* _Work to be completed_: Please convert the listing below into a numbered list, leaving out any blank lines.

+++ Records +++

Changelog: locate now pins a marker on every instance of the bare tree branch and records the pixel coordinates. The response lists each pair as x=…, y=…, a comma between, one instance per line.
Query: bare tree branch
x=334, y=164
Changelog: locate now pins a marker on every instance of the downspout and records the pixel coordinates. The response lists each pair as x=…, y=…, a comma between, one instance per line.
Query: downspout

+++

* _Response_:
1. Changelog: locate now pins a marker on every instance of the bare tree branch and records the pixel coordinates. The response lists each pair as x=…, y=…, a comma between, one instance per line.
2. Query: bare tree branch
3. x=334, y=164
4. Changelog: locate now pins a marker on every instance of the downspout and records the pixel coordinates. The response lists each pair as x=…, y=…, a comma between, one instance per line.
5. Query: downspout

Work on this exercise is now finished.